▶ [What is required]
Set down each entry exactly as given; pictures should not appear in the copy.

▶ [Exercise data]
+===+

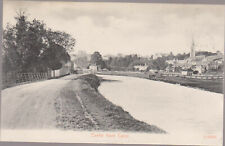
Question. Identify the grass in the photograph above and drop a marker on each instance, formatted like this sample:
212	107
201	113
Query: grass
208	85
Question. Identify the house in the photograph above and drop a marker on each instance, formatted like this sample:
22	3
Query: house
141	67
93	68
187	72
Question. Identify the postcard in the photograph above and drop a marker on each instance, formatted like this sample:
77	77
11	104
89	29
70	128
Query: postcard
112	72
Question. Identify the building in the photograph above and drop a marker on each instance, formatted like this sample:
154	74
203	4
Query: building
141	67
93	68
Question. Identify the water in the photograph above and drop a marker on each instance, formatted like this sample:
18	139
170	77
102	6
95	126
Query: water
174	108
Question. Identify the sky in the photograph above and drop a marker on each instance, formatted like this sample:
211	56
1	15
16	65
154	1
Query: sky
129	28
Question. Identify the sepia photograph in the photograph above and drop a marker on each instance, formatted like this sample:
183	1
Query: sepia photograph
112	72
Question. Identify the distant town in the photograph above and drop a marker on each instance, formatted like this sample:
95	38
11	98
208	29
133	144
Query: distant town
193	63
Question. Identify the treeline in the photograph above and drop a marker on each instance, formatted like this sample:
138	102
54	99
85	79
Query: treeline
29	46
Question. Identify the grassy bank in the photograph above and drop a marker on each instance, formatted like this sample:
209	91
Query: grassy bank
208	85
82	107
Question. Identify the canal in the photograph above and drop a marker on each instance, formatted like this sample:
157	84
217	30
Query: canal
174	108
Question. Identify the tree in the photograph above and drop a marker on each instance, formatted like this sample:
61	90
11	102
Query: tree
29	46
96	58
81	59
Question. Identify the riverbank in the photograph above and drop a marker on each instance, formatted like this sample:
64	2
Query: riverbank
82	107
208	85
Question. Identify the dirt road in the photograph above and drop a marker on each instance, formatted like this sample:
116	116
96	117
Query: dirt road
71	103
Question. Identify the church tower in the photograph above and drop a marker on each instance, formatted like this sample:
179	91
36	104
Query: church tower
192	53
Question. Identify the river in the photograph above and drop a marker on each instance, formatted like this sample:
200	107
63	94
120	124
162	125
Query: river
174	108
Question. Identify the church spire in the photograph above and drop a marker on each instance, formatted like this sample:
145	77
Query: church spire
192	53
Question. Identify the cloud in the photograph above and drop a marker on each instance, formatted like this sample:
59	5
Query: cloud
126	28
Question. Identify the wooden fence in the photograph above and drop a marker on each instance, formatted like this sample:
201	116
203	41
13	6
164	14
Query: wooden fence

+===+

▶ [Answer for the task]
Question. Identify the grass in the photograph above and drop a marker on each instance, formatted like this sample:
212	107
201	113
Query: grass
208	85
Question. Identify the house in the photograph above and drop a marker on each instance, formatted like this sample:
22	3
Query: house
141	67
93	68
187	72
Question. Identify the postcard in the photograph above and drop a marker on each instance, formatted like this sample:
77	77
11	104
89	29
70	128
Query: postcard
112	72
Question. Identify the building in the photograph above and drop a marker on each instance, formatted like this sample:
154	74
203	4
Query: building
141	67
93	68
Question. Identify the water in the photograph above and drop a marker on each instance, formatted like this sample:
18	139
170	77
102	6
95	126
Query: water
174	108
Question. Identify the sky in the photograph above and drop a marker on each instance, formatted like this sample:
211	56
1	15
16	65
154	1
Query: sky
129	28
Question. Identify the sepia photograph in the photograph above and drop a marker on each instance, formatted like this sample:
183	1
Query: sepia photograph
112	72
Question. Identify the distant town in the photograph above and drop a marker on each instance, formatted like this sample:
95	38
11	98
208	29
133	144
Query: distant town
193	63
Question. Identify the treeline in the photograph above and drop a marker on each instance, formatted like this sample:
138	102
54	99
85	79
Query: treeline
29	46
Question. Identify the grassy bank in the photograph above and drop a marker on each instance, formatted like this sample:
209	91
Query: grassy bank
208	85
82	107
Question. Identify the canal in the photograph above and drop a marker on each instance, formatted like this sample:
157	84
217	30
Query: canal
174	108
Question. Identify the tree in the photograph above and drop a marker on each instance, formatted like this sample:
61	90
11	102
Query: tree
29	46
96	58
81	59
Question. Identify the riverbank in the photograph above and drop a marker on each instance, formatted like this sample:
64	2
Query: riverbank
82	107
208	85
Question. Identify the dirt road in the photograph above and drop a marker on each instance, formatted like this sample:
116	116
96	117
Query: dirt road
71	103
Question. Identify the church tower in the photograph above and drop a marker on each instance, formatted like this sample:
179	91
36	104
Query: church tower
192	53
Question. Identify the river in the photograph above and drop a marker on each instance, formatted like this sample:
200	107
63	94
120	124
162	125
Query: river
174	108
Question. Identify the church spire in the photograph above and drop a marker on each instance, formatted like this sample:
145	77
Query: church spire
192	53
Question. Identify the cloud in the photograph above and drop a marker on each instance, formatted like this sample:
59	5
Query: cloud
126	28
Question. Identify the wooden fence in the photograph above and drop a marker on each instance, formatted like this sample:
201	116
203	41
13	6
164	14
Query: wooden fence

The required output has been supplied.